---------- SOURCE MATERIAL

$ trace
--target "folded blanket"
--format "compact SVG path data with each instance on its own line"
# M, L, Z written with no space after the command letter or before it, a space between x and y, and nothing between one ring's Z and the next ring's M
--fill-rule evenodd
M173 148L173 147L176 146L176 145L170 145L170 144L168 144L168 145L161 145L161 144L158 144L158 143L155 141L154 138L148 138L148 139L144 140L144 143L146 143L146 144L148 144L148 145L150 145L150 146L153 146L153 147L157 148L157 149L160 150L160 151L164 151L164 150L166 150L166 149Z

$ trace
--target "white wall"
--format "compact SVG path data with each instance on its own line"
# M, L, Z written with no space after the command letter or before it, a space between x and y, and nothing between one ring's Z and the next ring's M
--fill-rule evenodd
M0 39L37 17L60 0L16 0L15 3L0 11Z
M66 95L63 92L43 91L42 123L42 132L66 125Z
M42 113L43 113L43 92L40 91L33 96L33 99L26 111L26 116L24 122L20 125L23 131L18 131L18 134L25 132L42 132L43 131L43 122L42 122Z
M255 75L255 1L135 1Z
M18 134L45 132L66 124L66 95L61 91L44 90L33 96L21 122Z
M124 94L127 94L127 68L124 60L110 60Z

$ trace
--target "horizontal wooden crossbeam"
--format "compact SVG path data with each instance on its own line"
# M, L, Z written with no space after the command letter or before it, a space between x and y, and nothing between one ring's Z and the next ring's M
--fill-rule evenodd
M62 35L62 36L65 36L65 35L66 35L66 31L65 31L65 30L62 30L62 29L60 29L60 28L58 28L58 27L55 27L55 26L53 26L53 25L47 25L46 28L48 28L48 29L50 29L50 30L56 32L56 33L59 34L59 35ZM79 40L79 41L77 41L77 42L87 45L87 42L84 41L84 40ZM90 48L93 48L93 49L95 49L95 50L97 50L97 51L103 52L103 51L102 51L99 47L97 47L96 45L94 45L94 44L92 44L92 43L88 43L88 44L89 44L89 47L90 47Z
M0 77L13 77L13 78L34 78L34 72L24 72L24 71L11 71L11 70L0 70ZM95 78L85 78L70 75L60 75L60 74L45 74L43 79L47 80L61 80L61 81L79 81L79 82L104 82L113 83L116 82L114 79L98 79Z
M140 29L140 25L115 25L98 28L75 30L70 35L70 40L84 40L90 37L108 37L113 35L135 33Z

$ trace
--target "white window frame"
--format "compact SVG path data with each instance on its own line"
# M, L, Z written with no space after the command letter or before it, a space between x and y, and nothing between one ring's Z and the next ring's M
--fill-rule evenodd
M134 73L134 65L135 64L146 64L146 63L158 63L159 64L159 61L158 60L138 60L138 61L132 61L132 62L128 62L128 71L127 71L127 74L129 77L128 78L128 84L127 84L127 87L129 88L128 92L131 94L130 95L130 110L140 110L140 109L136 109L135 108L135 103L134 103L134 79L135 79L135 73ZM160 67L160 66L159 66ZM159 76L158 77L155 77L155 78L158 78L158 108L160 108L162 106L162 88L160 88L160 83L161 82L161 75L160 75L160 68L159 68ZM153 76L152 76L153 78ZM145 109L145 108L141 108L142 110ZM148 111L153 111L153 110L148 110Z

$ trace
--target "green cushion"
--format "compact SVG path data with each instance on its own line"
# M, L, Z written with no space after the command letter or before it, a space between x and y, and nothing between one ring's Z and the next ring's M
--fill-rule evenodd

--------------------

Every line of the material must be returned exactly as it appears.

$ trace
--target "folded blanket"
--format "compact SVG path data with each instance on its own line"
# M, L, Z written with no space after the command letter or before it, a space between x and y, and nothing between one ring's Z and the next ring's M
--fill-rule evenodd
M173 148L173 147L176 146L176 145L170 145L170 144L168 144L168 145L161 145L161 144L158 144L158 143L155 141L154 138L148 138L148 139L144 140L144 143L146 143L146 144L148 144L148 145L150 145L150 146L153 146L153 147L157 148L157 149L160 150L160 151L164 151L164 150L166 150L166 149Z

$ trace
--target "white wall"
--format "compact SVG path data with each instance on its own line"
# M, L, Z written with no space after the command letter or before it, a space between x and y, and nothing between one ring's Z and the next ring's M
--fill-rule evenodd
M0 39L37 17L60 0L16 0L15 3L0 11Z
M66 95L63 92L43 91L42 123L42 132L66 125Z
M42 113L43 113L43 92L40 91L33 96L33 99L26 111L26 116L24 122L20 125L23 131L18 131L18 134L25 132L42 132L43 131L43 122L42 122Z
M255 75L255 1L135 1Z
M18 134L45 132L66 124L66 95L61 91L44 90L33 96L21 122Z
M124 94L127 94L127 68L124 60L110 60Z

$ trace
--target "horizontal wooden crossbeam"
--format "compact SVG path data with each instance on its own line"
# M, L, Z written with no space after the command letter or before it, a space between x and y, and nothing between one ring's Z and the next ring's M
--fill-rule evenodd
M62 35L62 36L65 36L65 35L66 35L66 31L65 31L65 30L62 30L62 29L60 29L60 28L58 28L58 27L55 27L55 26L53 26L53 25L47 25L46 28L48 28L48 29L50 29L50 30L56 32L56 33L59 34L59 35ZM79 40L79 41L77 41L77 42L87 45L87 42L84 41L84 40ZM90 48L93 48L93 49L95 49L95 50L97 50L97 51L103 52L103 51L102 51L99 47L97 47L96 45L94 45L94 44L92 44L92 43L88 43L88 44L89 44L89 47L90 47Z
M0 77L13 77L13 78L34 78L34 72L24 72L24 71L11 71L11 70L0 70ZM95 78L85 78L70 75L60 75L60 74L45 74L43 79L47 80L61 80L61 81L79 81L79 82L104 82L113 83L116 82L114 79L98 79Z
M140 29L140 25L115 25L98 28L75 30L70 35L70 40L84 40L90 37L108 37L113 35L135 33Z

$ trace
--target "white window frame"
--format "compact SVG path data with each instance on its own line"
# M, L, Z written with no space after the command letter or before it, a space between x and y, and nothing between one ring's Z and the next ring's M
--fill-rule evenodd
M134 73L134 65L135 64L146 64L146 63L158 63L159 64L159 61L158 60L138 60L138 61L132 61L132 62L128 62L128 71L127 71L127 74L129 77L128 78L128 84L127 84L127 87L129 88L128 92L131 94L130 95L130 110L140 110L140 109L136 109L135 108L135 103L134 103L134 79L135 79L135 73ZM160 67L160 66L159 66ZM159 76L158 77L155 77L155 78L158 78L158 108L160 108L162 106L162 88L160 88L160 83L161 82L161 75L160 75L160 68L159 68ZM153 76L152 76L153 78ZM145 109L145 108L141 108L142 110ZM148 111L153 111L153 110L148 110Z

$ trace
--target "green cushion"
--format "compact SVG path data with each instance on its own line"
# M, L, Z written with no space after the command letter or before it, a space between x and y, and nothing between one ring's Z and the next ring's M
--fill-rule evenodd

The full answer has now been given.